Problem
Find the line that contains "the forest background". Then set down that line and all the lines after it, to the end of the records, exactly and with nothing added.

#### Material provided ####

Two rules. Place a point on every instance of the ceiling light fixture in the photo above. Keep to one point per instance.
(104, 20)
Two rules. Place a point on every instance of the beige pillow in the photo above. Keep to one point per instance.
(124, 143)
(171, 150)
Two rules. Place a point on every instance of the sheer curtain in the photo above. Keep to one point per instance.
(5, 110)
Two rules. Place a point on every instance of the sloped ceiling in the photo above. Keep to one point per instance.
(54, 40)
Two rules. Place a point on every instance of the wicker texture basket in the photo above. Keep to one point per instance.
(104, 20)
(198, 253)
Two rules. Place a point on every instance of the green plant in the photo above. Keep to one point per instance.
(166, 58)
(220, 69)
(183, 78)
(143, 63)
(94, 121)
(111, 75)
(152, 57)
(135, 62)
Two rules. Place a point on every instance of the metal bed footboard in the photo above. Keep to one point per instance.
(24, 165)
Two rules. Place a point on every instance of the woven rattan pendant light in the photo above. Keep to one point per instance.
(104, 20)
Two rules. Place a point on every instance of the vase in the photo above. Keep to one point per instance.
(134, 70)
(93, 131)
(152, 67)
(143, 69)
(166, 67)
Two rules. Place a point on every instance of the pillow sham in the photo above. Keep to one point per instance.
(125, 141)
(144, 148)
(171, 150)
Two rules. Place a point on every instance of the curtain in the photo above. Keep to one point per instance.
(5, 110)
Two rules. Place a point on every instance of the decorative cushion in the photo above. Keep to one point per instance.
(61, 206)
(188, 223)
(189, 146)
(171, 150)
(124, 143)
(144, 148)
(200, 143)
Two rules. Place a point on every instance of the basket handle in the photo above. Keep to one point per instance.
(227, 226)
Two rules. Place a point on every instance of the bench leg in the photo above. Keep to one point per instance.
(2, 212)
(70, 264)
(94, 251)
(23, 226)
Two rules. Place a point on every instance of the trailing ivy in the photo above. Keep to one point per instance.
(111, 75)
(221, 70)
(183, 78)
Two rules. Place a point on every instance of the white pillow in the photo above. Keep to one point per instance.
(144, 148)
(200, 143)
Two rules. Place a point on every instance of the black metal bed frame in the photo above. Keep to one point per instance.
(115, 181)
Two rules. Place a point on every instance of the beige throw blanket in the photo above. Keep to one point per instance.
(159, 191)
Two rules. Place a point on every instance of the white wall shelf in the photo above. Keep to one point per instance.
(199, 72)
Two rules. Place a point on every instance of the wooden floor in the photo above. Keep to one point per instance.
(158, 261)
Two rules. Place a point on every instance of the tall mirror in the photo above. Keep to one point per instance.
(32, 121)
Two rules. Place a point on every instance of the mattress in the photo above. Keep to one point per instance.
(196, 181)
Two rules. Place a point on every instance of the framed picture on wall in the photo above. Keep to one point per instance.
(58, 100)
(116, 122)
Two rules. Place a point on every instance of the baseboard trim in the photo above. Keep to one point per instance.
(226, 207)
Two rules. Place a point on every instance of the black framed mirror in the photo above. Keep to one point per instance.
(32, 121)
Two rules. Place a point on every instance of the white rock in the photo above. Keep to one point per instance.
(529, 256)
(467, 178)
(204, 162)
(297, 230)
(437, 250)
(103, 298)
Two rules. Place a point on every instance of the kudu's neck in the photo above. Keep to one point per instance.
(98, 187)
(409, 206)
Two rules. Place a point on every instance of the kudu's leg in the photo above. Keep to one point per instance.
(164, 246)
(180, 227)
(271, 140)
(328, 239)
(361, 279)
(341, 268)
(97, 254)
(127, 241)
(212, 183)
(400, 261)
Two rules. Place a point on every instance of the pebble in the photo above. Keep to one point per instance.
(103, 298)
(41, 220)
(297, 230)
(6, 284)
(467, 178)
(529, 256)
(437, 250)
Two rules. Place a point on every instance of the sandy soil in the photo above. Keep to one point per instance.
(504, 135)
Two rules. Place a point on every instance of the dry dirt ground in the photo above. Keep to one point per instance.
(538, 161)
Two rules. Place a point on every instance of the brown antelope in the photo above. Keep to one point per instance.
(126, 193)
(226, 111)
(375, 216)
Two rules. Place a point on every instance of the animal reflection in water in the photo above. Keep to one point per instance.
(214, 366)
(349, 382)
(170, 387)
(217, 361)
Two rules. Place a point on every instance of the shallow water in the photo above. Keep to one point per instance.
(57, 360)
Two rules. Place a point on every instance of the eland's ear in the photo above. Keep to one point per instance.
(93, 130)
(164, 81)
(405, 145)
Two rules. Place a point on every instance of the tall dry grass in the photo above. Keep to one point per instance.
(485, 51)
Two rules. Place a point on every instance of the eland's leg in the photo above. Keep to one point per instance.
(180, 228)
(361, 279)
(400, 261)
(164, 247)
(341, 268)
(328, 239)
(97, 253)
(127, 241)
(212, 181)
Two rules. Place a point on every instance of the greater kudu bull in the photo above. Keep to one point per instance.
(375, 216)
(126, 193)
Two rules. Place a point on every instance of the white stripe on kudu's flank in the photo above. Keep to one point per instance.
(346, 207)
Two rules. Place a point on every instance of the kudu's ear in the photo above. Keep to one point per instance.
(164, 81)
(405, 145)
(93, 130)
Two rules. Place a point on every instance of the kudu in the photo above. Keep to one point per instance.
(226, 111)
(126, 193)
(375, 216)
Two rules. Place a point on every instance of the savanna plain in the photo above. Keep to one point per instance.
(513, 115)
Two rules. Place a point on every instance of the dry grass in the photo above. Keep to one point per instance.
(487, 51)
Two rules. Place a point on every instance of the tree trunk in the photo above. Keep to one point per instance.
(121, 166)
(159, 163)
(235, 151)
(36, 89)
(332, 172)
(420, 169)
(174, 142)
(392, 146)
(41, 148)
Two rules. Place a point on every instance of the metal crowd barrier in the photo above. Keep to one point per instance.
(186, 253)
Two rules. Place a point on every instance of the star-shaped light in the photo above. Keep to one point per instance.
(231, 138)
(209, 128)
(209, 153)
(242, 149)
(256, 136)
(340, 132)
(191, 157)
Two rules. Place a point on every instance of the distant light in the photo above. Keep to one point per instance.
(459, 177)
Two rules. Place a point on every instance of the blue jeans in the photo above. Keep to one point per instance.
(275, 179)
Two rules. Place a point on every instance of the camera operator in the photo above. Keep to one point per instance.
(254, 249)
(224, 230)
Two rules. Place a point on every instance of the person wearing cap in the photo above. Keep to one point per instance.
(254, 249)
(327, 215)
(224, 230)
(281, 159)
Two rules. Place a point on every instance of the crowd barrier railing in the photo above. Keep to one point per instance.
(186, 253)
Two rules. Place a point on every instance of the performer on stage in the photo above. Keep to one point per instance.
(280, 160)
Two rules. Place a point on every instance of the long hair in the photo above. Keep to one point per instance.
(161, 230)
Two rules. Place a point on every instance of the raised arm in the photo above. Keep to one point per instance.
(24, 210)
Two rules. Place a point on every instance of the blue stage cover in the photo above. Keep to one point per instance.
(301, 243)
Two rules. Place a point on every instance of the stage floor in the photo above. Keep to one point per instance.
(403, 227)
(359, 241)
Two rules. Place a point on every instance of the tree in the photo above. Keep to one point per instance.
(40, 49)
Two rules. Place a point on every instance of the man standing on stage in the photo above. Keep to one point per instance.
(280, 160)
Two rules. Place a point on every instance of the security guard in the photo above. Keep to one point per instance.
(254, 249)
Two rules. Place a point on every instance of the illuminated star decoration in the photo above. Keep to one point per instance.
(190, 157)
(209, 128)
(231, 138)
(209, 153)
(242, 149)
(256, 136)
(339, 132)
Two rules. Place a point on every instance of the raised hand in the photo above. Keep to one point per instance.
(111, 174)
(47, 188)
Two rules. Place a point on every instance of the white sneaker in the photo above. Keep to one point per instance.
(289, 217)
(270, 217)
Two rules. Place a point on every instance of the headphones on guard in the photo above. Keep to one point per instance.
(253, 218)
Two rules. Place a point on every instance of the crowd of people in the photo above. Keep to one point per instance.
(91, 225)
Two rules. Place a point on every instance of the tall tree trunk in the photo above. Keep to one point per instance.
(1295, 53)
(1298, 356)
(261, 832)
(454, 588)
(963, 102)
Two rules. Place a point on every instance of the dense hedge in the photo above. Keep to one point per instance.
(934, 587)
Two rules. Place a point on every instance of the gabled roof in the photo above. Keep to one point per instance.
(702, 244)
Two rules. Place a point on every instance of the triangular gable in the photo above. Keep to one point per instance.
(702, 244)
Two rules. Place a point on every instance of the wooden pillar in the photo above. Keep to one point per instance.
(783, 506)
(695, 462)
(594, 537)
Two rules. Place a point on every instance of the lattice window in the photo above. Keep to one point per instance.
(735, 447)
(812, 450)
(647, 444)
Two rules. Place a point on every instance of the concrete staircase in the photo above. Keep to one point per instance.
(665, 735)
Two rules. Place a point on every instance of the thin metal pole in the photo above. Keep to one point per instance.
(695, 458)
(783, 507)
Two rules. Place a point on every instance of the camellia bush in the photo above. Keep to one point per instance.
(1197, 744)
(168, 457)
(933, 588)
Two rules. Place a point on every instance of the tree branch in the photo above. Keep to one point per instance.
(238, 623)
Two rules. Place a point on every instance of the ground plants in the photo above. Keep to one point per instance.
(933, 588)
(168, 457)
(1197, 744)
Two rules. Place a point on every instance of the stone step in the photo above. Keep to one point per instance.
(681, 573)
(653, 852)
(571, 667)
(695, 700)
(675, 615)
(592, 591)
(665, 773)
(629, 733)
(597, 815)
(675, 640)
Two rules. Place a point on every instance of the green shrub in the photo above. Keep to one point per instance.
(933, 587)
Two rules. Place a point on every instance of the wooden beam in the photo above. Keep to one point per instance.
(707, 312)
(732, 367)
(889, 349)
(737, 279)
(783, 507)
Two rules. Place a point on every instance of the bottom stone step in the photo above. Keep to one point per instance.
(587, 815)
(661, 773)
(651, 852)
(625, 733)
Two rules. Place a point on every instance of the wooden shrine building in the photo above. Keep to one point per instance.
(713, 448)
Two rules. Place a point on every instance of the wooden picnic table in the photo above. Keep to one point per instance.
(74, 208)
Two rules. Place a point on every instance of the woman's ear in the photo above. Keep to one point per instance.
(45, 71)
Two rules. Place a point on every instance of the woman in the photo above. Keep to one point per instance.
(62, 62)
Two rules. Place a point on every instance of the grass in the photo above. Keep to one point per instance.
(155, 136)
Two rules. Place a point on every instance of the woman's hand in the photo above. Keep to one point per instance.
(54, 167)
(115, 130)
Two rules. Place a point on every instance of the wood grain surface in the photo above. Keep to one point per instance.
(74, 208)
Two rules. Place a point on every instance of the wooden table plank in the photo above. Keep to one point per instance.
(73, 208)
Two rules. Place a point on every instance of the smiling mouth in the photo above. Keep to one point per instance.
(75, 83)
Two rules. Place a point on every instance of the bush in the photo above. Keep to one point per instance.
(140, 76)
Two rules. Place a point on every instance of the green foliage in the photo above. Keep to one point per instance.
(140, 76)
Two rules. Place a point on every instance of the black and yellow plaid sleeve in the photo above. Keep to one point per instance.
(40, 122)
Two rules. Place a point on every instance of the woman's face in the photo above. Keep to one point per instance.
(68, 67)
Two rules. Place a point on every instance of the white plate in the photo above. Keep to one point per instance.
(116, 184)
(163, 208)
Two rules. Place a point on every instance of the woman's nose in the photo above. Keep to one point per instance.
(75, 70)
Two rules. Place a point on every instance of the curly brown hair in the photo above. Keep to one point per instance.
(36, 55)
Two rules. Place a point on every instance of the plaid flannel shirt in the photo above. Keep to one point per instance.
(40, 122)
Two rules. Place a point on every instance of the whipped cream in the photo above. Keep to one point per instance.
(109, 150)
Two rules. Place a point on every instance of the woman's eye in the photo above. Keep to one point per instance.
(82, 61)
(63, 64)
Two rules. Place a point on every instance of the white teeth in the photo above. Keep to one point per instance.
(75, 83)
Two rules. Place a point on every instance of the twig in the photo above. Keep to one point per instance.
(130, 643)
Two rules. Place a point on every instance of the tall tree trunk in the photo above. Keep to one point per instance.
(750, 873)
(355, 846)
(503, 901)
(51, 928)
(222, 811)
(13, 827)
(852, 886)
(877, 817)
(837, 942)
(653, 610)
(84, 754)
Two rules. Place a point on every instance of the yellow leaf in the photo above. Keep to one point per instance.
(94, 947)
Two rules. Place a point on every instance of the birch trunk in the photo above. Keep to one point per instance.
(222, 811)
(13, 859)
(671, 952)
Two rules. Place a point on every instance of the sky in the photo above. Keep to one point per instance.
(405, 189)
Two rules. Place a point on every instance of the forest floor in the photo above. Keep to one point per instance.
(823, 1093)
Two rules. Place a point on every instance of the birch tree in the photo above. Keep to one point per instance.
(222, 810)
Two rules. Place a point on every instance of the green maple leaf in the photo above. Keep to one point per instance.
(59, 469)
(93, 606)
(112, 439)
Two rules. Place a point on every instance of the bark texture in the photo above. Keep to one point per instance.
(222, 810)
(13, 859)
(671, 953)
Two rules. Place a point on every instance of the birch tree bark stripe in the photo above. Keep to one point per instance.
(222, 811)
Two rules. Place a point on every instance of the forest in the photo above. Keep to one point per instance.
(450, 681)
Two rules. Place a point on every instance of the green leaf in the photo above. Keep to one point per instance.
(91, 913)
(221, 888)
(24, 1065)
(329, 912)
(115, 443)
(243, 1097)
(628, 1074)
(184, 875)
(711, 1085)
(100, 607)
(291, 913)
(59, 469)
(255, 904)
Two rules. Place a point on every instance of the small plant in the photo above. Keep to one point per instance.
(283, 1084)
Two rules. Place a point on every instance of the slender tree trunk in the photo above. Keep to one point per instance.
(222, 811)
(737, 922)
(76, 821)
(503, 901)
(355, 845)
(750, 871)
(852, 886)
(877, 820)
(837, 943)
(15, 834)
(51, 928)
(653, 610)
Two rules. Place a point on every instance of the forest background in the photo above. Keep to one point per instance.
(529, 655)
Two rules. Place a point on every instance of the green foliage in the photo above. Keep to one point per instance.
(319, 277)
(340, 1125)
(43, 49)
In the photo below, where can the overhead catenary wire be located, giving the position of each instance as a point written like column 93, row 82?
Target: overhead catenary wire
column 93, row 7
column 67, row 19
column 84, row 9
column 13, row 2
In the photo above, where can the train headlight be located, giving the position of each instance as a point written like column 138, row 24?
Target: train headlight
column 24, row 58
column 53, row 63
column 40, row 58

####

Response below
Two rules. Place a point on every instance of the forest background in the photo above. Keep to one point per instance.
(529, 655)
Two rules. Place a point on every instance of the green foliage in the photo above. Keep to one point per instance.
(319, 277)
(340, 1125)
(43, 49)
In the photo below, where can the overhead catenary wire be located, giving the position of each instance as a point written like column 93, row 82?
Target: overhead catenary wire
column 93, row 7
column 67, row 19
column 84, row 9
column 13, row 2
In the photo above, where can the train headlight be located, giving the position of each instance as a point written like column 138, row 24?
Target: train headlight
column 24, row 58
column 53, row 63
column 40, row 58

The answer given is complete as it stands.